* [STATED EXERCISE 1]:
Reproduce the Big Sur blog entry below word for word, in full.
--- start of PROVIDED PASSAGE ---
As you can see by the lack of updates on this blog — almost one month, goodness gracious — my day job has kept me incredibly busy. In this day and age, tech commentary generally tries to keep up with the speed of tech news, and it’s frustrating when you finally have the time to collect some thoughts on a certain subject, and you’re more than a week late.
Also, when I started this logbook, the format idea was to post short, frequent entries as I kept exploring each Big Sur beta version, and try to document differences and any progression or regression of what I’m most interested in when it comes to operating systems — the user interface. I ended up being busy a lot of the time, and only managed to get to 10 entries so far, but I hope I’ve been in part successful in showing what has been going on with Big Sur over the past months.
Little change
And here comes the first point I want to make (or probably reiterate): in general, from a visual and UI standpoint, the Big Sur we have today, officially released nine days ago at the time of writing, hasn’t changed much from what was previewed last June at the WWDC. And that’s… not good, in my opinion. Every time I’ve made this point in the past weeks, the kind of response I’ve received was something like, This is a major visual redesign for Mac OS. It’s likely that Apple has started with a lot of drastic choices that will be smoothened out over the next major, not minor, Mac OS releases.
--- end of PROVIDED PASSAGE ---
--- start of EXTRACTED INFORMATION ---
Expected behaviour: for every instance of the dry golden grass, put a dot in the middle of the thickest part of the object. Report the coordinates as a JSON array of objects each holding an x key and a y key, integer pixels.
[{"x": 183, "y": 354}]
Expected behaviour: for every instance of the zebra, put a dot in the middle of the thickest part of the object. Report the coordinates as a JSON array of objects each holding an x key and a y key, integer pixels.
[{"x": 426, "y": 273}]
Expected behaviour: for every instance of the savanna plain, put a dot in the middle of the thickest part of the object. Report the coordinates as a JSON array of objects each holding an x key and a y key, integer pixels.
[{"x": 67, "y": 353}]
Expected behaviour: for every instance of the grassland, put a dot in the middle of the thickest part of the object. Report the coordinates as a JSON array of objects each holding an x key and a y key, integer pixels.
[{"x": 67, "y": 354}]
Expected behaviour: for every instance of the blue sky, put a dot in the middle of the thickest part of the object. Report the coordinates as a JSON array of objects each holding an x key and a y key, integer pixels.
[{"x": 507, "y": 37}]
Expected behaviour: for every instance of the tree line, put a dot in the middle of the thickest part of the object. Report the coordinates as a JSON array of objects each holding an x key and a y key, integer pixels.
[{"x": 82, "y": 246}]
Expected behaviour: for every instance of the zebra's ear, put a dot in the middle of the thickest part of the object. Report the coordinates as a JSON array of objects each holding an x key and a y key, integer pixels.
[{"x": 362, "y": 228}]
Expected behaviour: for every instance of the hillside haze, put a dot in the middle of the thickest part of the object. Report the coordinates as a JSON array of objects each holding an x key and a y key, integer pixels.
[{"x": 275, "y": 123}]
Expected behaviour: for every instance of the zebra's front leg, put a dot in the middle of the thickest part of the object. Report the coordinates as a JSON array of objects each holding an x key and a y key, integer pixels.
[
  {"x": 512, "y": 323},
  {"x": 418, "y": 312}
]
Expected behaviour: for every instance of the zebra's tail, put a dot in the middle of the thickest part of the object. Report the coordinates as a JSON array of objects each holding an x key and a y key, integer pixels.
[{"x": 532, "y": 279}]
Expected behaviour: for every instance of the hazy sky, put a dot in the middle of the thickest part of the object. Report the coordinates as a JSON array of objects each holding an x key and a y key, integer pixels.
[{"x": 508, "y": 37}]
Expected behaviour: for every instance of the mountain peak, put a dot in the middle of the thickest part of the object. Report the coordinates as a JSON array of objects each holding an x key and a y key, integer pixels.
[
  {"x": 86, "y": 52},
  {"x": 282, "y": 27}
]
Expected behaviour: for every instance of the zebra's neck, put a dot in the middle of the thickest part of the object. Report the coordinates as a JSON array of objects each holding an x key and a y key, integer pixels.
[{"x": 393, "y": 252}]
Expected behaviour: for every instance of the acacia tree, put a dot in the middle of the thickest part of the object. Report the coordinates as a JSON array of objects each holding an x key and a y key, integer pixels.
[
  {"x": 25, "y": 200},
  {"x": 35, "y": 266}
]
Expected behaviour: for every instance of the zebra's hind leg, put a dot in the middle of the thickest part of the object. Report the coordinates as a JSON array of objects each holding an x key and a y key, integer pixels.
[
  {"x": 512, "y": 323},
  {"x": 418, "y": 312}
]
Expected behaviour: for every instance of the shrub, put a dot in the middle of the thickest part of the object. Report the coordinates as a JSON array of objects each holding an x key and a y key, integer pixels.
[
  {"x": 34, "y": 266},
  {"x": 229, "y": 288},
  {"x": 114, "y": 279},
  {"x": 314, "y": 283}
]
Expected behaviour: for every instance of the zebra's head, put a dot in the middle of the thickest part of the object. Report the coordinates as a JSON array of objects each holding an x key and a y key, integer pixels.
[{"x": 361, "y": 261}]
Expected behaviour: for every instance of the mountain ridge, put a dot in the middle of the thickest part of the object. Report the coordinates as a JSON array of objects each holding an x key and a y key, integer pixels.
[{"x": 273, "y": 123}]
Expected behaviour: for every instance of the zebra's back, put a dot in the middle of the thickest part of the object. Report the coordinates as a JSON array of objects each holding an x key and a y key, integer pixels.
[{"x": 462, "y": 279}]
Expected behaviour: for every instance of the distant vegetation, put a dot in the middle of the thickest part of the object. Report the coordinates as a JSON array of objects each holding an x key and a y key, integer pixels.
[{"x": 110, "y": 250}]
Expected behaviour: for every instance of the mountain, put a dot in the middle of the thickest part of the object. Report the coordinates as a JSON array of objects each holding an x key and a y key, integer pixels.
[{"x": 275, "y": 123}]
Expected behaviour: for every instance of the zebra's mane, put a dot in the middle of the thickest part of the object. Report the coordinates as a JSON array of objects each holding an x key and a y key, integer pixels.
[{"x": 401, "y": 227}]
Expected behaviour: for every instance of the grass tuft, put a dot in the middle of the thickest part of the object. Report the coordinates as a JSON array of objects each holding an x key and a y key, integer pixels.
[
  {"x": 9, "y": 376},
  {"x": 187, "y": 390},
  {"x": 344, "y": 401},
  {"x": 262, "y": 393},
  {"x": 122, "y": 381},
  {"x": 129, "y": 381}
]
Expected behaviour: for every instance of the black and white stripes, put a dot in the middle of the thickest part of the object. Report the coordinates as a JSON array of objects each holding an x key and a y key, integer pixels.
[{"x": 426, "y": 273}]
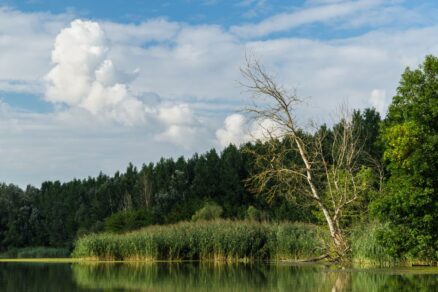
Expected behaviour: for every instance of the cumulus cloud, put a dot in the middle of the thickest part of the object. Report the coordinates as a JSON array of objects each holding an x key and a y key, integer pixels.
[
  {"x": 236, "y": 130},
  {"x": 378, "y": 100},
  {"x": 233, "y": 131},
  {"x": 289, "y": 20},
  {"x": 83, "y": 76}
]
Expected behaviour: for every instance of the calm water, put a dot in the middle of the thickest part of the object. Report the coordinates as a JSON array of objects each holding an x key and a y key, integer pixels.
[{"x": 209, "y": 277}]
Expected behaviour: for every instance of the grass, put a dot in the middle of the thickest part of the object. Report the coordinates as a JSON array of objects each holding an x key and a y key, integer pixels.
[
  {"x": 219, "y": 240},
  {"x": 36, "y": 252}
]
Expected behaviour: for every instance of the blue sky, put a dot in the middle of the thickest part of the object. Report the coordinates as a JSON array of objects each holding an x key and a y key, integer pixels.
[{"x": 89, "y": 86}]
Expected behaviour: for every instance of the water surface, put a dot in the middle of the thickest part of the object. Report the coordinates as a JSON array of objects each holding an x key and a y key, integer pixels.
[{"x": 209, "y": 277}]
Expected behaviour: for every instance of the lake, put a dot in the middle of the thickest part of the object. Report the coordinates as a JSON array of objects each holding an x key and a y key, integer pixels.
[{"x": 209, "y": 277}]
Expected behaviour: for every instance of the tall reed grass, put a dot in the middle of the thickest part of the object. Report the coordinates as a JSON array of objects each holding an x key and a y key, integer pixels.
[
  {"x": 207, "y": 240},
  {"x": 367, "y": 249}
]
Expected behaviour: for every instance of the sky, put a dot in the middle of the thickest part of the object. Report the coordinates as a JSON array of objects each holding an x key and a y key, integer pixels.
[{"x": 89, "y": 86}]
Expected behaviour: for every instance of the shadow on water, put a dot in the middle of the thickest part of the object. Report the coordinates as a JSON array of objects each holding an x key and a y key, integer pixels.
[{"x": 207, "y": 277}]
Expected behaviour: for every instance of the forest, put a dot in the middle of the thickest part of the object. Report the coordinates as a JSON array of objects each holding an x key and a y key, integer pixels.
[{"x": 397, "y": 206}]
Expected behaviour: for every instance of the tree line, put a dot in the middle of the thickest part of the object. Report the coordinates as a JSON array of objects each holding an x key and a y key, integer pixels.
[{"x": 395, "y": 182}]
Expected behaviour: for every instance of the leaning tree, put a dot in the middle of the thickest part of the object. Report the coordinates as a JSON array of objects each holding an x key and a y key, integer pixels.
[{"x": 326, "y": 168}]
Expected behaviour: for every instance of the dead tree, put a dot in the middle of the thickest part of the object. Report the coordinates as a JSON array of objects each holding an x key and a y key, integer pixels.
[{"x": 331, "y": 178}]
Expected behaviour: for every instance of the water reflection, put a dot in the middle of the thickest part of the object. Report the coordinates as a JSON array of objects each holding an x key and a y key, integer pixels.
[{"x": 208, "y": 277}]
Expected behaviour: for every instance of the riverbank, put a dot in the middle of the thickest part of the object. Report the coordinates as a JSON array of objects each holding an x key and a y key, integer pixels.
[{"x": 219, "y": 240}]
--- end of EXTRACTED INFORMATION ---
* [STATED EXERCISE 2]:
How many lines in the records above contain the string "water"? Reply with only the number.

* [CORRECT RESULT 1]:
As you can see by the lack of updates on this blog — almost one month, goodness gracious — my day job has kept me incredibly busy. In this day and age, tech commentary generally tries to keep up with the speed of tech news, and it’s frustrating when you finally have the time to collect some thoughts on a certain subject, and you’re more than a week late.
Also, when I started this logbook, the format idea was to post short, frequent entries as I kept exploring each Big Sur beta version, and try to document differences and any progression or regression of what I’m most interested in when it comes to operating systems — the user interface. I ended up being busy a lot of the time, and only managed to get to 10 entries so far, but I hope I’ve been in part successful in showing what has been going on with Big Sur over the past months.
Little change
And here comes the first point I want to make (or probably reiterate): in general, from a visual and UI standpoint, the Big Sur we have today, officially released nine days ago at the time of writing, hasn’t changed much from what was previewed last June at the WWDC. And that’s… not good, in my opinion. Every time I’ve made this point in the past weeks, the kind of response I’ve received was something like, This is a major visual redesign for Mac OS. It’s likely that Apple has started with a lot of drastic choices that will be smoothened out over the next major, not minor, Mac OS releases.

* [CORRECT RESULT 2]:
4